• Exercise: In the listing below, find the line holding "x=555, y=65" and the line holding "x=614, y=43". Write out those two lines and all lines between, exactly, and nothing more.

+++ Data section +++

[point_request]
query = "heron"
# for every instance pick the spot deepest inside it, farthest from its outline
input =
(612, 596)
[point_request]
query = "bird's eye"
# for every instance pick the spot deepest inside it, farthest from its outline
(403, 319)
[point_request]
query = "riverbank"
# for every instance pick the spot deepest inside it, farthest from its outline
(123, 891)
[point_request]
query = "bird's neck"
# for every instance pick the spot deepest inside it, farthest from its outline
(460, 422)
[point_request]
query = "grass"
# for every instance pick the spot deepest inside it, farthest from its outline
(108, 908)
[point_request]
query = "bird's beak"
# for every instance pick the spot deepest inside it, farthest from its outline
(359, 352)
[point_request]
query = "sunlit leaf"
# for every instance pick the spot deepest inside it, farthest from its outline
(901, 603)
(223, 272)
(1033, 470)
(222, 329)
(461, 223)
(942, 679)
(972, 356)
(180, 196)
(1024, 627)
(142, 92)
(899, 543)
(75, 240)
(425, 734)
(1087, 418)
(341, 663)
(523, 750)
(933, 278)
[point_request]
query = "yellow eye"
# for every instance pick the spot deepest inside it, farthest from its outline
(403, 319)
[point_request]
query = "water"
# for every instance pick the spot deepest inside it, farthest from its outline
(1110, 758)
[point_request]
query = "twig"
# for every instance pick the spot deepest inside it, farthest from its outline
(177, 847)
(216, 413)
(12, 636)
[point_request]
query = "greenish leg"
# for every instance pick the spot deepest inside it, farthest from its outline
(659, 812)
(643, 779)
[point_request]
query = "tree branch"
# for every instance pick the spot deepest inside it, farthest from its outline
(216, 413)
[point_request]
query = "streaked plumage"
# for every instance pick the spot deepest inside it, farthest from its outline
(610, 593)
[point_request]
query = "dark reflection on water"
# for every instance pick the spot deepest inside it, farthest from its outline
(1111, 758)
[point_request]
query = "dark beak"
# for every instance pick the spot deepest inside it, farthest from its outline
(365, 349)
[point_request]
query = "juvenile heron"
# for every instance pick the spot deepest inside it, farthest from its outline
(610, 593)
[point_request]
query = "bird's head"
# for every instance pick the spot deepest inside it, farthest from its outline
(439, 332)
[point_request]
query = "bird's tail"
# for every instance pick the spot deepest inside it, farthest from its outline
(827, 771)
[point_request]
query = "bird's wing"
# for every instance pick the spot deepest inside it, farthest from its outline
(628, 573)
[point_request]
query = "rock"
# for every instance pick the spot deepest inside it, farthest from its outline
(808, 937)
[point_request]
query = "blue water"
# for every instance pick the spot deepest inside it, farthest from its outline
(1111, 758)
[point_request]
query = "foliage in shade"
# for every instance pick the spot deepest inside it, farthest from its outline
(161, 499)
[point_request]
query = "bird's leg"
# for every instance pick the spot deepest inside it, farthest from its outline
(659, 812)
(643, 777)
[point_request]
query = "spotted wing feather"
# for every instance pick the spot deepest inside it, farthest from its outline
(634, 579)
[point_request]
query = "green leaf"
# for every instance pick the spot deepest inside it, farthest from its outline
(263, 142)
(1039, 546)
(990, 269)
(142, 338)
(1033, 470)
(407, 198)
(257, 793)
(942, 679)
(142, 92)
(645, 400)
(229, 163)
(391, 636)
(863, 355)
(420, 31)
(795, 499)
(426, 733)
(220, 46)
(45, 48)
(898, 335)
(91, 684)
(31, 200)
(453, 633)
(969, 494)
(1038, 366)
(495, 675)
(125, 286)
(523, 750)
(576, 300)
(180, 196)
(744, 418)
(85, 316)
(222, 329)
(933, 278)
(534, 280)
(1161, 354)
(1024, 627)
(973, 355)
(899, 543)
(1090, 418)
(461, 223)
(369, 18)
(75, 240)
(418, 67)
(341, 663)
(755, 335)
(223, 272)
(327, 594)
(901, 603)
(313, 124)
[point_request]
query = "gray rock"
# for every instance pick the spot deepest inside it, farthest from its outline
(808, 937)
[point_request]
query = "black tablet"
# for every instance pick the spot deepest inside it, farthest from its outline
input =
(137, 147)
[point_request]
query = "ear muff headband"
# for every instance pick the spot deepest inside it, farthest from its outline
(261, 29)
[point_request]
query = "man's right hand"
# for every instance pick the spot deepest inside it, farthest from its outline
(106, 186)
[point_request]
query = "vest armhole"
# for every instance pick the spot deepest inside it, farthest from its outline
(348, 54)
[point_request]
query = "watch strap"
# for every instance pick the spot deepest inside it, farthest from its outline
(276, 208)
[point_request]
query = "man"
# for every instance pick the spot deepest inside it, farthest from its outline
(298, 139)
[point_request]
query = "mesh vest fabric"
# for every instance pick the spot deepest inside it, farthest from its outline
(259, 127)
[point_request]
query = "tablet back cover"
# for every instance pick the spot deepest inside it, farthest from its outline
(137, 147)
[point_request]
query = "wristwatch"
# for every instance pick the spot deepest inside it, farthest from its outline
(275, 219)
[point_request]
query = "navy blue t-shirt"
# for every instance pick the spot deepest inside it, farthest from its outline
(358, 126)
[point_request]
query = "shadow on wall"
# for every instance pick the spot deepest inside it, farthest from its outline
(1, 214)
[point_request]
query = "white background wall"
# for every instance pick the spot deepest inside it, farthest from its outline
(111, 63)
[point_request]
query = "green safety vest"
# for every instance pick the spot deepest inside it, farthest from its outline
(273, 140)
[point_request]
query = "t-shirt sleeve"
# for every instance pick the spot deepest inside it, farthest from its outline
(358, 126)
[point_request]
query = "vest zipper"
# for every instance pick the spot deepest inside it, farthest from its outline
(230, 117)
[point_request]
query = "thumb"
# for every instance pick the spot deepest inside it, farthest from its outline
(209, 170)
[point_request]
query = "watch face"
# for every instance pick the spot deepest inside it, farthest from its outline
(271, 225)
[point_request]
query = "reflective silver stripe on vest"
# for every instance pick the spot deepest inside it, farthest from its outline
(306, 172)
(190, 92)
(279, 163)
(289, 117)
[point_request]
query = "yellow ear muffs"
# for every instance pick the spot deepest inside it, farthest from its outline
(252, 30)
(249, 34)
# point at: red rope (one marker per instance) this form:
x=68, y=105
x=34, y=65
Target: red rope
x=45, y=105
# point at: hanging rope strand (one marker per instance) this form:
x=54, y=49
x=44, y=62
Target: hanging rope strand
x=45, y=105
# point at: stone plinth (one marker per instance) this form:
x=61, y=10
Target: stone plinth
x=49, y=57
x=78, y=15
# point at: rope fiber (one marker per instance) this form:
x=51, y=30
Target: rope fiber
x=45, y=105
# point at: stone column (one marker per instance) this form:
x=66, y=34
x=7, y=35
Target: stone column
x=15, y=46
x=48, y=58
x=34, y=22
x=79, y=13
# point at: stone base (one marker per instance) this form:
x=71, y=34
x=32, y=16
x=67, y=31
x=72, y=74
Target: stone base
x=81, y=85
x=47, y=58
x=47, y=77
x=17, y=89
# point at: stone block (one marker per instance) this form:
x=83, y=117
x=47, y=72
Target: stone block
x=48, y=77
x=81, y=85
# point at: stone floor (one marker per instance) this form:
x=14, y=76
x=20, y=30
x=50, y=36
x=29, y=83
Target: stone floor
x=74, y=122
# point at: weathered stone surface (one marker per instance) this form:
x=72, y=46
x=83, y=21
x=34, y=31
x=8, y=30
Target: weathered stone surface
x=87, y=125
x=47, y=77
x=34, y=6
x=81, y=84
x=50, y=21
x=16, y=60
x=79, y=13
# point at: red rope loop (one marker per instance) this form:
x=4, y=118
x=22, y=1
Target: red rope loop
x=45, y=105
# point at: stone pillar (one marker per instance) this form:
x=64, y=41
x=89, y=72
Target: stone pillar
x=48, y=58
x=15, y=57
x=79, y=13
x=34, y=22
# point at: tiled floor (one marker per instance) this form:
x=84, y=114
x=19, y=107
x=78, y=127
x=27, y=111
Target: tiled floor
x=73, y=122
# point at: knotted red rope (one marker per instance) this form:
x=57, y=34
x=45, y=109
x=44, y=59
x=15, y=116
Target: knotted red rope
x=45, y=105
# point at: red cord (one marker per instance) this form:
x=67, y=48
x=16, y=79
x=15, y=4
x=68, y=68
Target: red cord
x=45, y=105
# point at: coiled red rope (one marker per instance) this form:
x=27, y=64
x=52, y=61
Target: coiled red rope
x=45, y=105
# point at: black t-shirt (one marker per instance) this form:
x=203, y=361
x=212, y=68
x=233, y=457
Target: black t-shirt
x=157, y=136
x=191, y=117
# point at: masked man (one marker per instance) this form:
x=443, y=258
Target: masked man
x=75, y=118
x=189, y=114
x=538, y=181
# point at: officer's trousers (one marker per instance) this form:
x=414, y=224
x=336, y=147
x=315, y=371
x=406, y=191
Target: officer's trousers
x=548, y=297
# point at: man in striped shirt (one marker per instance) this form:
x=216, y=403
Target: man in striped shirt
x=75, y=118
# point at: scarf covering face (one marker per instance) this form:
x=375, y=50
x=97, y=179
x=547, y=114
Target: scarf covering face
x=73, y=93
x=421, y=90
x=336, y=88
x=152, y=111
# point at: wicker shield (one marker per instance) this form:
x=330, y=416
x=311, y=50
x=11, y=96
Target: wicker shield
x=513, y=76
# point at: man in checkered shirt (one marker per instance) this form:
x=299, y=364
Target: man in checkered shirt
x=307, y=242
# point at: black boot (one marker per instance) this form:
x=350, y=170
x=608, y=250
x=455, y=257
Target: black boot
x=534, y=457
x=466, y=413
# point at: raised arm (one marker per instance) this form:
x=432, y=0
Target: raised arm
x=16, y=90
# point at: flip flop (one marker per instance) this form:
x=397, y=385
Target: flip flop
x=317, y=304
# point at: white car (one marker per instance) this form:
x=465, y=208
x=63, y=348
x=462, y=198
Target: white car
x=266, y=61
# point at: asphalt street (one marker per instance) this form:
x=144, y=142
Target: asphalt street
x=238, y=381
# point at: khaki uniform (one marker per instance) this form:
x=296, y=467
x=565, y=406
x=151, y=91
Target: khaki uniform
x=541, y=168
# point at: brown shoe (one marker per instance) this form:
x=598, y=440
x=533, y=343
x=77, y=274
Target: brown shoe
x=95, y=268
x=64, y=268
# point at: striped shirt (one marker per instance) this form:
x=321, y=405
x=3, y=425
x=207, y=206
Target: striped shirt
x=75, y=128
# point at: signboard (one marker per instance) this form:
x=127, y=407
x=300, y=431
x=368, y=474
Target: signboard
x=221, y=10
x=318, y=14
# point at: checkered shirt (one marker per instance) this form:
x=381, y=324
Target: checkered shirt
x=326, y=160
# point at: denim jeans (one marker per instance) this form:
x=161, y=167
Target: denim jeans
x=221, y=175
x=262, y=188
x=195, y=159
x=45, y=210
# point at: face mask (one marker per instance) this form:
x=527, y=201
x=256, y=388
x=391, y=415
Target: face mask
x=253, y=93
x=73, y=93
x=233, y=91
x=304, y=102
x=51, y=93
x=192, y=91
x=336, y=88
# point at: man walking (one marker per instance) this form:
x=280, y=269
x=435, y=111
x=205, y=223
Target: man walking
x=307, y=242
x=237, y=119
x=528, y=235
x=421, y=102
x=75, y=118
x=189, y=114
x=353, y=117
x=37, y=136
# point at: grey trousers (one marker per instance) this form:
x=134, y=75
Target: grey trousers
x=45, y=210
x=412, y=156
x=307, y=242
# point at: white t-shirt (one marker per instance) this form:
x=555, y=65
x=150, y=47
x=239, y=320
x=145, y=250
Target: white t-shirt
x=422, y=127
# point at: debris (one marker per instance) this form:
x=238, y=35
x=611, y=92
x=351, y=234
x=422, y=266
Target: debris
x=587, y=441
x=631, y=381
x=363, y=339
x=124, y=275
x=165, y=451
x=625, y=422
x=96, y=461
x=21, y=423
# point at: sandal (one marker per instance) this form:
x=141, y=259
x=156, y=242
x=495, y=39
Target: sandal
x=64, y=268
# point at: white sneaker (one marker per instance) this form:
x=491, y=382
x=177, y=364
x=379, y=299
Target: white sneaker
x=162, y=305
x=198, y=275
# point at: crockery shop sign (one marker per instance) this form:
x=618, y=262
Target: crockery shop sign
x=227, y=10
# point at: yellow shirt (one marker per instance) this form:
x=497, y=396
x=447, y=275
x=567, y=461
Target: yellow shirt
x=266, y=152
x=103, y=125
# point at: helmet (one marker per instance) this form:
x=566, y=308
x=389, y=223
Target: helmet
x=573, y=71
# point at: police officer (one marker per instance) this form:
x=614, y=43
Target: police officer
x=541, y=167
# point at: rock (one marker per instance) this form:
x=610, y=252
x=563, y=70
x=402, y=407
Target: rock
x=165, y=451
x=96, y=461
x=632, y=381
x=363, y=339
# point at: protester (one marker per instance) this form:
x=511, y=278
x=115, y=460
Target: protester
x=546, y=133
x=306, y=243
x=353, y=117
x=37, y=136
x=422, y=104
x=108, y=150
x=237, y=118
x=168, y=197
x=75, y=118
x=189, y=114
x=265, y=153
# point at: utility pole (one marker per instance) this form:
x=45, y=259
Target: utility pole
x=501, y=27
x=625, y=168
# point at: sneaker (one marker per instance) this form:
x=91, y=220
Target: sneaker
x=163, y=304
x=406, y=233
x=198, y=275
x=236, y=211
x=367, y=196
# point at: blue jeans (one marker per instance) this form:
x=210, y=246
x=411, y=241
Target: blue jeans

+++

• Solution below:
x=555, y=65
x=150, y=47
x=239, y=320
x=145, y=250
Target: white t-shirt
x=422, y=127
# point at: debris (one marker per instance) this form:
x=238, y=35
x=611, y=92
x=351, y=234
x=422, y=266
Target: debris
x=587, y=441
x=631, y=381
x=363, y=339
x=124, y=275
x=165, y=451
x=625, y=422
x=96, y=461
x=21, y=423
# point at: sandal (one marker per instance) this form:
x=141, y=259
x=156, y=242
x=495, y=39
Target: sandal
x=64, y=268
# point at: white sneaker (one marker per instance) this form:
x=491, y=382
x=177, y=364
x=379, y=299
Target: white sneaker
x=162, y=305
x=198, y=275
# point at: crockery shop sign (one marker per instance) this form:
x=618, y=262
Target: crockery shop sign
x=227, y=10
# point at: yellow shirt (one marker per instance) this form:
x=497, y=396
x=447, y=275
x=567, y=461
Target: yellow shirt
x=266, y=152
x=103, y=125
# point at: helmet (one marker per instance) this form:
x=566, y=308
x=389, y=223
Target: helmet
x=573, y=71
# point at: police officer (one marker per instance) this form:
x=614, y=43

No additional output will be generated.